--- TEXT SEGMENT ---

1977 Asia Golf Circuit season
- Duration: 17 February 1977 – 24 April 1977
- Number of official events: 10
- Most wins: Hsieh Min-Nan (2)
- Order of Merit: Hsieh Min-Nan

= 1977 Asia Golf Circuit =

Golf tour season

The 1977 Asia Golf Circuit was the 16th season of the Asia Golf Circuit (formerly the Far East Circuit), the main professional golf tour in Asia since it was established in 1961.

==Schedule==
The following table lists official events during the 1977 season.

--- DATA SHOWN ---

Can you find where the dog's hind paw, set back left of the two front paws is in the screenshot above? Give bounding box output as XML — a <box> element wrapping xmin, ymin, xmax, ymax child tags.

---

[ACTIONS TO TAKE]:
1 – Answer these questions using the text about the 1977 Asia Golf Circuit, one per line:
(a) How many official events did the season have?
(b) Which season of the circuit was the 1977 one?
(c) Under what earlier name was the circuit known?
2 – Reproduce the text about the 1977 Asia Golf Circuit word for word, from "Golf tour season" to "established in 1961.".

[SOLVED PROBLEMS]:
1 –
(a) 10
(b) The 16th
(c) The Far East Circuit

2 –
Golf tour season

The 1977 Asia Golf Circuit was the 16th season of the Asia Golf Circuit (formerly the Far East Circuit), the main professional golf tour in Asia since it was established in 1961.